__Aim__: Reproduce each of the following lines character for character, without changing any wording, numbers, or punctuation.
┌──
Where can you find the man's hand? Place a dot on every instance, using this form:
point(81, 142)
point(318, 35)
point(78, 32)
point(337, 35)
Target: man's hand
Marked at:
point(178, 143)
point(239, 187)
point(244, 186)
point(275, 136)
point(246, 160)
└──
__Response__:
Where can you find the man's hand? Place a dot on every instance, using this form:
point(81, 142)
point(318, 35)
point(78, 32)
point(337, 35)
Target: man's hand
Marked at:
point(178, 143)
point(239, 187)
point(244, 186)
point(275, 136)
point(246, 160)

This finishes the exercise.